Return a copy of every line in the records that includes the word "armchair".

[Dataset records — start]

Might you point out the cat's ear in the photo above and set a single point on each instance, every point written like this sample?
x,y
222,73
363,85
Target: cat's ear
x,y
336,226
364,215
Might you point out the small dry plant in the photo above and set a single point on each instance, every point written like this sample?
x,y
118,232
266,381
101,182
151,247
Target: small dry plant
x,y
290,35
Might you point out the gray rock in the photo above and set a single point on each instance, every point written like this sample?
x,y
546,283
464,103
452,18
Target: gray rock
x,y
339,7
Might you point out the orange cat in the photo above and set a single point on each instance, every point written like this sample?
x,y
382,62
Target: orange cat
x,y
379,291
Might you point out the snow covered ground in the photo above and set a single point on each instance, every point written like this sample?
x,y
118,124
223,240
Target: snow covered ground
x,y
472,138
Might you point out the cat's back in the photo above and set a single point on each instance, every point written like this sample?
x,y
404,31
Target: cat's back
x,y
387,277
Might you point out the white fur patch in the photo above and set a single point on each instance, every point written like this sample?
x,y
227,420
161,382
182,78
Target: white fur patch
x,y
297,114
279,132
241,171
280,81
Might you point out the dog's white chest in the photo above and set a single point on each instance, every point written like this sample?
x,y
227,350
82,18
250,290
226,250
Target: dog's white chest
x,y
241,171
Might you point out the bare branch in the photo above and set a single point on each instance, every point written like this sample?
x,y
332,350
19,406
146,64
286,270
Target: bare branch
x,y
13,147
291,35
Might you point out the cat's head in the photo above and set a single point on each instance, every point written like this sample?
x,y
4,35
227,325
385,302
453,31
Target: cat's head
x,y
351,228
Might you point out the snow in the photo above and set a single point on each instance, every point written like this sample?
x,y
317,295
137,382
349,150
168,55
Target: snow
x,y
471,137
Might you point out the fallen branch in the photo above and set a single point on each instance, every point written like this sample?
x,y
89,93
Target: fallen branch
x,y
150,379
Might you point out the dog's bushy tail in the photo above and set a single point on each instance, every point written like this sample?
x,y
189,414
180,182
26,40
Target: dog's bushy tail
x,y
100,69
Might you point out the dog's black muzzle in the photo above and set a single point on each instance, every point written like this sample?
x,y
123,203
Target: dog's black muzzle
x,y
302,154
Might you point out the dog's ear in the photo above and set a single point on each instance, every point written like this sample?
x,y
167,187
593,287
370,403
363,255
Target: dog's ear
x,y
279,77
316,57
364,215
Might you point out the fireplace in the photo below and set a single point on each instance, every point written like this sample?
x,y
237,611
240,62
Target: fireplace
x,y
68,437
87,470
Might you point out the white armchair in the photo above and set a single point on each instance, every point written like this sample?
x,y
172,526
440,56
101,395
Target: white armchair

[Dataset records — finish]

## Finished exercise:
Might you point out the white armchair in the photo above and set a single point on each instance, every point written like this sample?
Target: white armchair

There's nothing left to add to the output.